Supplied data start
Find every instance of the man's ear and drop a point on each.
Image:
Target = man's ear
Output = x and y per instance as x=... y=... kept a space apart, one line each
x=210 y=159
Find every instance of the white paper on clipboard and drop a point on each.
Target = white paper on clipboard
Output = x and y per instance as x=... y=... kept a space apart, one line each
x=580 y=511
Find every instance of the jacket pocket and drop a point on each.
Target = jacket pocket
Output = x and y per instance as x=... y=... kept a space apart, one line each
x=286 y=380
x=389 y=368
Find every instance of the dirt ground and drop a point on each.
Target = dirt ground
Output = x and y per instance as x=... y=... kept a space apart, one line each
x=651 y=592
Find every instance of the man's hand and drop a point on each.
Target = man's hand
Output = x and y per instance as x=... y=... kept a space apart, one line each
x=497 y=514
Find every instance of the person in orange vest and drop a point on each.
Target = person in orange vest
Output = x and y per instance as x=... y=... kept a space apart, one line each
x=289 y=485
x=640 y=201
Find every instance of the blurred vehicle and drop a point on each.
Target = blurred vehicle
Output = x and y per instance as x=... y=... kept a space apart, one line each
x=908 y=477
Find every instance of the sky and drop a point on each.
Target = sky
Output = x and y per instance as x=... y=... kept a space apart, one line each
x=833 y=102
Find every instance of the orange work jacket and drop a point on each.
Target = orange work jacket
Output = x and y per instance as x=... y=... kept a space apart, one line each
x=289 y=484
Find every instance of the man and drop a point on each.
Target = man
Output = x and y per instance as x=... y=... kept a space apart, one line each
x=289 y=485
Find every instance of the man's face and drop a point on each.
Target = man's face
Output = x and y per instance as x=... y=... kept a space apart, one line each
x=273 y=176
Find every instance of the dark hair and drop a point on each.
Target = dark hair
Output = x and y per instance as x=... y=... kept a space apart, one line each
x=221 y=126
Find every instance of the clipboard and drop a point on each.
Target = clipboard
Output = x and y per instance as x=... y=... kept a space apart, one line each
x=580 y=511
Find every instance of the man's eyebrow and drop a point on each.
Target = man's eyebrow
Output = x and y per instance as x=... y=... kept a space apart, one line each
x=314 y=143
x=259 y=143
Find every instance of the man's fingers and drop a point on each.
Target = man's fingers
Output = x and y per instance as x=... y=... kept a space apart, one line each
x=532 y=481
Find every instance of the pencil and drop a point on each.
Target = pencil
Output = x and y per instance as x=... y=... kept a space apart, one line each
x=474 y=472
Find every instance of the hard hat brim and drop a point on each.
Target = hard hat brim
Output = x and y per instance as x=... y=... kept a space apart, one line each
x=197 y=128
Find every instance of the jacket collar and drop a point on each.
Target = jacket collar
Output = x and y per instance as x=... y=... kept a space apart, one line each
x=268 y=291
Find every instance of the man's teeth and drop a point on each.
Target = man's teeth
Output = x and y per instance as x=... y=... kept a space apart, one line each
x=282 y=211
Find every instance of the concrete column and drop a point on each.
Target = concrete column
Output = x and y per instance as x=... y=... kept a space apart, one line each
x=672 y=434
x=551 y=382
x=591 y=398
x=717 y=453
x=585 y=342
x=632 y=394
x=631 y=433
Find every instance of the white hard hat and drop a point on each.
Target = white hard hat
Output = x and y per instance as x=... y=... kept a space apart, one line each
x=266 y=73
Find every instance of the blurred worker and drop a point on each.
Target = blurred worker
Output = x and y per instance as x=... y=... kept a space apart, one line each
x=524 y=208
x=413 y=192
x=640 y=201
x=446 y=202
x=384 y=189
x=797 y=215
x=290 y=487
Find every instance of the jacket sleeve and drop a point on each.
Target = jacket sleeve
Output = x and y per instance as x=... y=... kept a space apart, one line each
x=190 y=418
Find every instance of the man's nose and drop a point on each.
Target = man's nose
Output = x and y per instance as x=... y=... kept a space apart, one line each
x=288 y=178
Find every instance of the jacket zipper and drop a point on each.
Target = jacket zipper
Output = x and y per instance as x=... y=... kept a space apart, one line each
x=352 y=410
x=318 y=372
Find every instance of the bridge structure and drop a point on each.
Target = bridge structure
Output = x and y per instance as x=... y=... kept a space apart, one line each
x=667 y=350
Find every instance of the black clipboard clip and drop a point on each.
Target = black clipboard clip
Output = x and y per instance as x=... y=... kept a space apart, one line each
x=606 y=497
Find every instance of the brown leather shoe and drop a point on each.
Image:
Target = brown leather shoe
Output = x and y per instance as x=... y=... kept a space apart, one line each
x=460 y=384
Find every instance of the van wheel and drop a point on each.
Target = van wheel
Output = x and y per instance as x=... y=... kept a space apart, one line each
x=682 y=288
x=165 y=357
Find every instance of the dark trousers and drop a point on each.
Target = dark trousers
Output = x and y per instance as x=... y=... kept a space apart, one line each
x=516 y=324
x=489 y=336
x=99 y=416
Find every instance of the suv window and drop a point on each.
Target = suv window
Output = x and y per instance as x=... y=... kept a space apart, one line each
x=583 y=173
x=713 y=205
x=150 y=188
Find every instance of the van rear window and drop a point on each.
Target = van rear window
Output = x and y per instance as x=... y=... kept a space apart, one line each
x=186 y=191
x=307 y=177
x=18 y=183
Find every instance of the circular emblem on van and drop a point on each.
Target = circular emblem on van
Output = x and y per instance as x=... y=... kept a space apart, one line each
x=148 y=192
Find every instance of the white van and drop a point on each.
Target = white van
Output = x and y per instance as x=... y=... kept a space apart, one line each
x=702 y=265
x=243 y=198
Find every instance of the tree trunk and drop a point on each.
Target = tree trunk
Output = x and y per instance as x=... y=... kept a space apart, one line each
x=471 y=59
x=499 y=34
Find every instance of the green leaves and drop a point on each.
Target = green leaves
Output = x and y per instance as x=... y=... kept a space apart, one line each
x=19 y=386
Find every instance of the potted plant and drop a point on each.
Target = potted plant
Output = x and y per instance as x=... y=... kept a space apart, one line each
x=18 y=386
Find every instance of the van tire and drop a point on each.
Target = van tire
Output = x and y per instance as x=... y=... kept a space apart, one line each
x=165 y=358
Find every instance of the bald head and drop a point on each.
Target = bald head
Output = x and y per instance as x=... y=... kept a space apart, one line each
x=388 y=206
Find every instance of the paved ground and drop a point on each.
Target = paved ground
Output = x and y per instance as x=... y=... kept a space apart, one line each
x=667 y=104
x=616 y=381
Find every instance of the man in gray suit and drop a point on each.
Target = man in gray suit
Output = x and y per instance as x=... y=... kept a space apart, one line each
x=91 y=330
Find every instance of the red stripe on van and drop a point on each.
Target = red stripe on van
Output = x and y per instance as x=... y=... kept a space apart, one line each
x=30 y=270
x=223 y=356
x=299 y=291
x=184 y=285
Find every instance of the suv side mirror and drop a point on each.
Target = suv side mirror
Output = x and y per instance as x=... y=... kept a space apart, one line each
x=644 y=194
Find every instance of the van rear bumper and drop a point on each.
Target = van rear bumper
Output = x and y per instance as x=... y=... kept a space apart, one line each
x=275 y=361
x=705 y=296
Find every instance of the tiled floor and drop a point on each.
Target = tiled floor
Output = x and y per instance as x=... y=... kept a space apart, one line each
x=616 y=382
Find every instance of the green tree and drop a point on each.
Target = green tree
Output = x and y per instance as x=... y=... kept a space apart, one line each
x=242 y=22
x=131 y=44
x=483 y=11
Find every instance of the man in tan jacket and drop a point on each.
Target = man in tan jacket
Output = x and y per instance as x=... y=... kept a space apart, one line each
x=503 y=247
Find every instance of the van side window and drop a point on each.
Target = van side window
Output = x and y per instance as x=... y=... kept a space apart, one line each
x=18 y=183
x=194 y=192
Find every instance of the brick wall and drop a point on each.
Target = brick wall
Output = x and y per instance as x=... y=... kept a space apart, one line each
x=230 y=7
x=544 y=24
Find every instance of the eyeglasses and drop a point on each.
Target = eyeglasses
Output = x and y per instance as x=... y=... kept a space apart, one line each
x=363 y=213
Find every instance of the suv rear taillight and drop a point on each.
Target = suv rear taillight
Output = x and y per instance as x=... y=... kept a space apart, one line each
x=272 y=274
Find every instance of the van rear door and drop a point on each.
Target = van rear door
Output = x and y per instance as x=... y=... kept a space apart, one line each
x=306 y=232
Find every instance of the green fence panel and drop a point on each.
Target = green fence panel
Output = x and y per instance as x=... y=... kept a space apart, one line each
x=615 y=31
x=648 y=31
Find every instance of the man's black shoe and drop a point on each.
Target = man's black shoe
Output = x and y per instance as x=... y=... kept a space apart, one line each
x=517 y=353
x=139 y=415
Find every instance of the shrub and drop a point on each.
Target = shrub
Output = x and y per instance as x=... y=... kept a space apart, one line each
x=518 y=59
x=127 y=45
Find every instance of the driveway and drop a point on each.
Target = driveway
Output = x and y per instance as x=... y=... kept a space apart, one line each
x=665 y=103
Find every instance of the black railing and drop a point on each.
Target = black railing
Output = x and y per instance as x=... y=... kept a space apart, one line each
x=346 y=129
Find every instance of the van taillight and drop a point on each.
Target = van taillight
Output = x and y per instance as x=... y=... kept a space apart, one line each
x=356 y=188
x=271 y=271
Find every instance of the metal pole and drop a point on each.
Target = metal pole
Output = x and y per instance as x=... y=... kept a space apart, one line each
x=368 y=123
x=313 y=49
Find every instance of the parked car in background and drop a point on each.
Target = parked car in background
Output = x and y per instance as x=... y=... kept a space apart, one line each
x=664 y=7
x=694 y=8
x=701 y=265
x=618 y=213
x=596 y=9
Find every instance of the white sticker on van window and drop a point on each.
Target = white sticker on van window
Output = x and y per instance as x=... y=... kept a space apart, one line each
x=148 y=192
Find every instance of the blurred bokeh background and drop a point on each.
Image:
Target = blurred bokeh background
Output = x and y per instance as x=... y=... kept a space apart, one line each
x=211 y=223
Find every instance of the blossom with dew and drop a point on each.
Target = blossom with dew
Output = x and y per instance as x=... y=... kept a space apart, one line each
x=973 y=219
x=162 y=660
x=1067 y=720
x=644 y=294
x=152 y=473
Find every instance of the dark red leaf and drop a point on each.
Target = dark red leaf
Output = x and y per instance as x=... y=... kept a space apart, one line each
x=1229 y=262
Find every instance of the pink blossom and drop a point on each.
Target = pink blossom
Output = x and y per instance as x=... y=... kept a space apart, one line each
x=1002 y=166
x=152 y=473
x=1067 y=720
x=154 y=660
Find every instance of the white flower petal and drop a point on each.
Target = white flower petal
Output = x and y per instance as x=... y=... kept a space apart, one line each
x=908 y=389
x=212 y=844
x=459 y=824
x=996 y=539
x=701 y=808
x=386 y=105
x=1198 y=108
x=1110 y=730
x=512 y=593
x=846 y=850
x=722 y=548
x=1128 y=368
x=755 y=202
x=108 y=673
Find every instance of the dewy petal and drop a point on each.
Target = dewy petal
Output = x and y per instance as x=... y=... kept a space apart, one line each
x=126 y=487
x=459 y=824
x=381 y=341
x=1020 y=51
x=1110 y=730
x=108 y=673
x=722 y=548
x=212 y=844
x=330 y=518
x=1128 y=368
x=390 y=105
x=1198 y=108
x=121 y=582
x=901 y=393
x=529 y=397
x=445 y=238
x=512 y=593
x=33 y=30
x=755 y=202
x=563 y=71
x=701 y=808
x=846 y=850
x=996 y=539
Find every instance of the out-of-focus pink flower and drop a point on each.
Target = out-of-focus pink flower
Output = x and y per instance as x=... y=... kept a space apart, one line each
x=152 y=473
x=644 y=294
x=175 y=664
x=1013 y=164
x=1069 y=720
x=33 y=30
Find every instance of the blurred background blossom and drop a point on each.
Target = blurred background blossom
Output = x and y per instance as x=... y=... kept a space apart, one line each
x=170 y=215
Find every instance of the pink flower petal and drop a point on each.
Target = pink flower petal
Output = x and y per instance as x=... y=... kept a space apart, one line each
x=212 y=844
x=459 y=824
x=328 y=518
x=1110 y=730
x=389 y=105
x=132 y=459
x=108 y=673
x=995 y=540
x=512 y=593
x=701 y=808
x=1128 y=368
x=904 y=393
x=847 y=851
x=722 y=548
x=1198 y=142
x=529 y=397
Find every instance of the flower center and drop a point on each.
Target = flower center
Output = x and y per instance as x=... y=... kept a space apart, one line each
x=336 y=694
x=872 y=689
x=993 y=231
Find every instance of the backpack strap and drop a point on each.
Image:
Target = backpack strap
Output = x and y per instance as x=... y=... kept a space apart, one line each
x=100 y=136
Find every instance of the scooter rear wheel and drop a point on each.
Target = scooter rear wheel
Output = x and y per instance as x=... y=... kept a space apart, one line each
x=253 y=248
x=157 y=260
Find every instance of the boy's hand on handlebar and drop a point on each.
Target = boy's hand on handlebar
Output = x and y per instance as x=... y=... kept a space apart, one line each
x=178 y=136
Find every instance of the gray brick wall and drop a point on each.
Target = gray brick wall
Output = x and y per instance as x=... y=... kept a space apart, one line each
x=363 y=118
Supplied data end
▶ [Problem details]
Rewrite the lines of the listing starting at the line containing "Find every instance of the van rear door" and ending at the line containing "x=346 y=129", changing "shrub" to "bush" and leaving everything else unchanged.

▶ [Answer to the problem]
Find every instance of the van rear door and drop a point on each.
Target = van rear door
Output = x and y per instance as x=... y=... kept a space apart, one line each
x=306 y=232
Find every instance of the green fence panel and drop a point on each.
Target = green fence panel
Output = x and y per instance as x=... y=... kept a space apart, one line each
x=615 y=31
x=648 y=31
Find every instance of the man's black shoe and drop a point on each.
Target = man's black shoe
Output = x and y per instance as x=... y=... kept a space apart, one line each
x=517 y=353
x=139 y=415
Find every instance of the bush and drop a point on each.
Target = bush
Output = x and y per instance as x=... y=... kept a space apart, one line each
x=518 y=59
x=127 y=45
Find every instance of the driveway and drop a point on each.
Target = driveway
Output = x and y per instance as x=... y=... kept a space apart, one line each
x=665 y=103
Find every instance of the black railing and drop a point on each.
Target = black railing
Output = x and y per instance as x=... y=... kept a space apart, one line each
x=346 y=129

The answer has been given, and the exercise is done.